What you will do> Please write out again the lines from the one containing "post, written as integer pixel values." through the final line, requests included, multiplying each point coordinate in the answers by 1.7 and rounding to whole numbers, with halves rounded up.
----
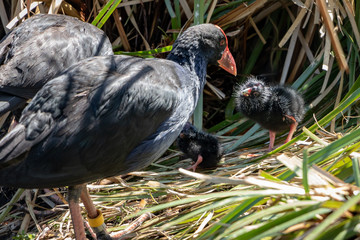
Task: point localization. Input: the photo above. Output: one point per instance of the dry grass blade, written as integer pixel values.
(339, 53)
(252, 194)
(54, 7)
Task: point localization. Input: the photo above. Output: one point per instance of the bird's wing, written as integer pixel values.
(42, 47)
(82, 125)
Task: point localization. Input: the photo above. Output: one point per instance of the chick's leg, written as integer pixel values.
(272, 140)
(199, 160)
(291, 132)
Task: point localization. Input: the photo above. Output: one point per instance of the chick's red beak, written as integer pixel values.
(246, 92)
(227, 62)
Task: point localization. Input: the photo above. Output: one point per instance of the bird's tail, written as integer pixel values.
(11, 146)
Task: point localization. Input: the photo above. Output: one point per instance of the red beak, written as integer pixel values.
(227, 62)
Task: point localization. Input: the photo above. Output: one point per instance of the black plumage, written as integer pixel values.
(203, 148)
(276, 108)
(41, 48)
(109, 115)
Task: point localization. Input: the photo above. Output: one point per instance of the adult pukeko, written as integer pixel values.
(107, 116)
(275, 108)
(41, 48)
(203, 148)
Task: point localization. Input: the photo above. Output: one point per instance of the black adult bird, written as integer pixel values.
(39, 49)
(275, 108)
(107, 116)
(203, 148)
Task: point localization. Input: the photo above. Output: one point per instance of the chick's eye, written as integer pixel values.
(256, 94)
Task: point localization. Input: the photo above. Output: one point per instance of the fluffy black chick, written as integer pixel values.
(203, 148)
(276, 108)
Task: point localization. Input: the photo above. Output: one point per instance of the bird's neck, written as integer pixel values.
(191, 60)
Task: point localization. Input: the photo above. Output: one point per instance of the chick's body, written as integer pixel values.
(276, 108)
(203, 148)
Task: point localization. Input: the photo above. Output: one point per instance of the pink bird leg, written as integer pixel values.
(199, 160)
(272, 140)
(292, 128)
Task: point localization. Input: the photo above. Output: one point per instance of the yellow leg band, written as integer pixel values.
(98, 221)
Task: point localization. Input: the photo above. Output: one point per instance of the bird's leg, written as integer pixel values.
(272, 140)
(73, 199)
(291, 132)
(199, 160)
(95, 217)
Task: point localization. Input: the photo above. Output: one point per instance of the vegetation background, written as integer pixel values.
(305, 189)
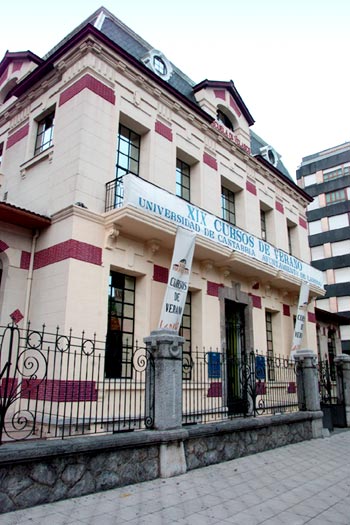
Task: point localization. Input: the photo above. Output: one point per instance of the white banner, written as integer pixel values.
(179, 276)
(301, 316)
(163, 205)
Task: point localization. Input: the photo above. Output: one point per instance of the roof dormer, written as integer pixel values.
(232, 118)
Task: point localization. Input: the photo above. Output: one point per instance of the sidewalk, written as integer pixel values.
(304, 483)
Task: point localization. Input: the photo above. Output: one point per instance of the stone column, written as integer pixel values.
(307, 386)
(166, 382)
(342, 362)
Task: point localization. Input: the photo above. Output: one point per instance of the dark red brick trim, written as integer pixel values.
(4, 75)
(160, 274)
(220, 93)
(303, 223)
(286, 310)
(213, 288)
(3, 246)
(279, 207)
(59, 390)
(250, 187)
(17, 136)
(91, 83)
(71, 249)
(210, 161)
(164, 130)
(311, 317)
(234, 105)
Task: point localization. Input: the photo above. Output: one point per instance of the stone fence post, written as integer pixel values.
(165, 380)
(307, 386)
(342, 363)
----
Completed exercise>
Task: point localization. Input: the photo above. Output: one point per instance of the stone fence post, written as integer pixel values.
(281, 646)
(522, 656)
(581, 617)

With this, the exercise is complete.